● **TASK REQUIREMENTS**
Please rescale the lines starting with the one that contains "Identify a point for each instance of the terracotta" and going on through the one that contains "(566, 1136)", writing out every line in full. Multiply each coordinate in the answers by 1.1 and round to whole numbers, with halves going up.

● **SUPPLIED INFORMATION**
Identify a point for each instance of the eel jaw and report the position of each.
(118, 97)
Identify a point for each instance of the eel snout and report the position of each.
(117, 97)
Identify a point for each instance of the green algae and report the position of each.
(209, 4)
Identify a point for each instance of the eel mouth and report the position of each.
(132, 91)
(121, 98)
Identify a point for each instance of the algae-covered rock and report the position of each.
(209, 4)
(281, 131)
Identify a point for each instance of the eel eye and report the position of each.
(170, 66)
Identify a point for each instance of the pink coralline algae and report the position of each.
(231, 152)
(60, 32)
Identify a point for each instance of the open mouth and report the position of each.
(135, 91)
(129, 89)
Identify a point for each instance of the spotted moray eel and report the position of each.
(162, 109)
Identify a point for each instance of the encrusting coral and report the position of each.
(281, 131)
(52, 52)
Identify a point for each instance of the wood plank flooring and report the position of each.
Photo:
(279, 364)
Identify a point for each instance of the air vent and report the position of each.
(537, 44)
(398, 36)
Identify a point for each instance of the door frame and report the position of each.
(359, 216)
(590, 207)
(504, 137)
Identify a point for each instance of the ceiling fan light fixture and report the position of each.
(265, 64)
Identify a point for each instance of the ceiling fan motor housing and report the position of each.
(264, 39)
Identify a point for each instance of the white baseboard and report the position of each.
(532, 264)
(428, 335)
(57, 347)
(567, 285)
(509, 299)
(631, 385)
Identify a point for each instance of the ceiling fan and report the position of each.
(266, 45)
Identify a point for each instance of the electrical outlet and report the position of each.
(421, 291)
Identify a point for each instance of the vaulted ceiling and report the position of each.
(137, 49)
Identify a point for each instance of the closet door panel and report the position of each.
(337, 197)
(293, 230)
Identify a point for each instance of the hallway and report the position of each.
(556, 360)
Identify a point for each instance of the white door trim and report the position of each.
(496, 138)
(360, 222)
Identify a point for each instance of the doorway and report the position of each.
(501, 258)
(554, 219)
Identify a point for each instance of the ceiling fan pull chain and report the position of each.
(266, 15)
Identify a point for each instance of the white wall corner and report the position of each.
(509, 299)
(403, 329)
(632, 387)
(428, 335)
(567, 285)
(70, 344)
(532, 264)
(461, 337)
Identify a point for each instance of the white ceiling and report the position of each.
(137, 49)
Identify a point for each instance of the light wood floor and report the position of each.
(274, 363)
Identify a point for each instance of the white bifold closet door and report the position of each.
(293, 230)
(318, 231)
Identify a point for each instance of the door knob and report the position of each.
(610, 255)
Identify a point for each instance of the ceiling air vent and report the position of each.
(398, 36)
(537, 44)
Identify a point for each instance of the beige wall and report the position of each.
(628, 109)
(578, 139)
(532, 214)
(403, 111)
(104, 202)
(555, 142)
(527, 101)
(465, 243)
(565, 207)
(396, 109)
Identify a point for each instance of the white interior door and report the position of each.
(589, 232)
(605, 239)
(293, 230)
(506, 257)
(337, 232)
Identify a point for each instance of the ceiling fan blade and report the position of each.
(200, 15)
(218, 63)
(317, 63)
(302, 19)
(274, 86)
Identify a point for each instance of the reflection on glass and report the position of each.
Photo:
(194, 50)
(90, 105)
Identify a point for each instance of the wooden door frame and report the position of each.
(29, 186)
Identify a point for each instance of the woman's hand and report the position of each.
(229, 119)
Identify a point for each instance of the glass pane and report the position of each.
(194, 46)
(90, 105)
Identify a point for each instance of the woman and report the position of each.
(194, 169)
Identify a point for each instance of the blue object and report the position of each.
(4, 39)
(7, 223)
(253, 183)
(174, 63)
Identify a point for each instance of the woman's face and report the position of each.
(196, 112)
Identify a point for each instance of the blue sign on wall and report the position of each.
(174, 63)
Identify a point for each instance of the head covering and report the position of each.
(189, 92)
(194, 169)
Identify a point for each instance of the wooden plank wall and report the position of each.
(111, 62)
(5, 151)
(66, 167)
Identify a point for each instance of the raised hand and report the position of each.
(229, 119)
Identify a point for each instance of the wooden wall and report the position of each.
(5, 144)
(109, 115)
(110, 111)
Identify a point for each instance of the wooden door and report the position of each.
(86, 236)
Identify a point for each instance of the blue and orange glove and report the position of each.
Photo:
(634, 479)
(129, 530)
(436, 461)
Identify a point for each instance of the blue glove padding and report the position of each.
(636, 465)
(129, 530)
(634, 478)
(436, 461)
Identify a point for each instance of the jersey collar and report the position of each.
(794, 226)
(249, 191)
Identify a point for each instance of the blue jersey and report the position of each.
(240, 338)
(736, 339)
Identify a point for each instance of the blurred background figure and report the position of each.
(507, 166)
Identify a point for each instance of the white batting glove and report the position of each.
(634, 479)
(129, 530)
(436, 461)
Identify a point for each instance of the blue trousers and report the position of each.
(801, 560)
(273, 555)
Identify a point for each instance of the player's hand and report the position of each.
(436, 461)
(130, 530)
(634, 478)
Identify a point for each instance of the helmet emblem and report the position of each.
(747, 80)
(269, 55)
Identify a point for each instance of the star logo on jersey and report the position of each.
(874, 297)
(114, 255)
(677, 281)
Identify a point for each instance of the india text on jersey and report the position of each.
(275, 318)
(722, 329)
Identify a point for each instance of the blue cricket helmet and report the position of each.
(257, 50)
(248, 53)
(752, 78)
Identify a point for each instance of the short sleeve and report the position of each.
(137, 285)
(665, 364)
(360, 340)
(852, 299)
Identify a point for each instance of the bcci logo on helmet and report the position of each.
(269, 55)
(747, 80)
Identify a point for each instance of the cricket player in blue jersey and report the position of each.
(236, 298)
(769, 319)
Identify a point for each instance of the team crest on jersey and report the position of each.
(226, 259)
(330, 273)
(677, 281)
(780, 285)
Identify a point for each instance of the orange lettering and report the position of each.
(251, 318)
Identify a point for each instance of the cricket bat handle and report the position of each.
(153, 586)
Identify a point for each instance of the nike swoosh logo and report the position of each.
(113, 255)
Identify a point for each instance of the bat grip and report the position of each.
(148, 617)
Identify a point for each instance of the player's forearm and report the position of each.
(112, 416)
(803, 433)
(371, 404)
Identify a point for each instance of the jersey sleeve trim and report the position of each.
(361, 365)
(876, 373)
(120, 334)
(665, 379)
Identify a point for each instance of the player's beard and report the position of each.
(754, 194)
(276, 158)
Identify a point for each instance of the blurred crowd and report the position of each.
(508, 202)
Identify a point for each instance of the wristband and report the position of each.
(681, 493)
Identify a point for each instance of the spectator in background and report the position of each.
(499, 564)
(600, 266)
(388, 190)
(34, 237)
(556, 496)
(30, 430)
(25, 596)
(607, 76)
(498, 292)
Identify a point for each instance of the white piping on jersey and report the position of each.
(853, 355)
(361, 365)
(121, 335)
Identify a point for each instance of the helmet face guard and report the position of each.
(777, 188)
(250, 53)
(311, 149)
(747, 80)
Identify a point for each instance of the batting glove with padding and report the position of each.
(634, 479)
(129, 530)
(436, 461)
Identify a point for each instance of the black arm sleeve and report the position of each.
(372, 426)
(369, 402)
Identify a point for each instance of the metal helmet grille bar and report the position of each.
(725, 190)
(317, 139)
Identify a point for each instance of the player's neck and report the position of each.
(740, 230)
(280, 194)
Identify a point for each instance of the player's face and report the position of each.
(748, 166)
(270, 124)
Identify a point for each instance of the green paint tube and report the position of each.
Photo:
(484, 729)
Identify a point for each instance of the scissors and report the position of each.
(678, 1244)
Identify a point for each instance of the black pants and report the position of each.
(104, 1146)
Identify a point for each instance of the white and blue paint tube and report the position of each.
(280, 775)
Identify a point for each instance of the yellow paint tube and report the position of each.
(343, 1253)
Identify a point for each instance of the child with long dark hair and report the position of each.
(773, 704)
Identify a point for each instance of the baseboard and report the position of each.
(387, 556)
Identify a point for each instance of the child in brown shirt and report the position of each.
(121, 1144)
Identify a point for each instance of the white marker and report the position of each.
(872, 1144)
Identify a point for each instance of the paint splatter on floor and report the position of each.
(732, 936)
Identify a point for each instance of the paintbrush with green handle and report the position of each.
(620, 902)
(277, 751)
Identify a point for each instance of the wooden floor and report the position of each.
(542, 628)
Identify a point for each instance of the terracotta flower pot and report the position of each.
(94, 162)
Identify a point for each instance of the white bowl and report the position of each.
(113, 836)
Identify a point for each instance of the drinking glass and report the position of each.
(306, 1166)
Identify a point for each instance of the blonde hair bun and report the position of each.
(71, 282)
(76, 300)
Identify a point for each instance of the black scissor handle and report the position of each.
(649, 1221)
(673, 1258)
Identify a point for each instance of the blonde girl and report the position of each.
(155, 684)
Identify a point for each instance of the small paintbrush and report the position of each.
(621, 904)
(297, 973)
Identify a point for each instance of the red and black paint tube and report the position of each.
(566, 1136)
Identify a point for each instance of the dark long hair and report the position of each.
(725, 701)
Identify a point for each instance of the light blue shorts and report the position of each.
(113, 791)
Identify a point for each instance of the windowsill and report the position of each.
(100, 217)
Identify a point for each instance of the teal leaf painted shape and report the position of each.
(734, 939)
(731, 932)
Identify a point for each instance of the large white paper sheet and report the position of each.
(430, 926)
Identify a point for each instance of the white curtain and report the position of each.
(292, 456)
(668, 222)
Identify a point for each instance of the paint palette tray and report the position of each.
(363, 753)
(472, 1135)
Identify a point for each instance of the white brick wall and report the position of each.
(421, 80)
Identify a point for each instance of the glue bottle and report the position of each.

● **SOLUTION FOR THIS PROBLEM**
Identify a point for each instance of the terracotta flower pot and report the position of each.
(103, 178)
Identify a point for each instance of the white bowl and report the position of each.
(124, 920)
Identify a point for each instance of the drinking glass and report the position of each.
(337, 1283)
Identify a point for each instance of the blonde hair bun and report the position of each.
(78, 310)
(84, 330)
Identify a point for each instance of the black scissor handle and report the position of each.
(714, 1343)
(740, 1384)
Identify a point for each instance of the blonde girl and report the position of each.
(171, 752)
Identify a point for each instance of the small paintbrush and report the position of each.
(683, 994)
(327, 1070)
Identify a point for each instance of the red and black paint tube and report the position of each.
(623, 1250)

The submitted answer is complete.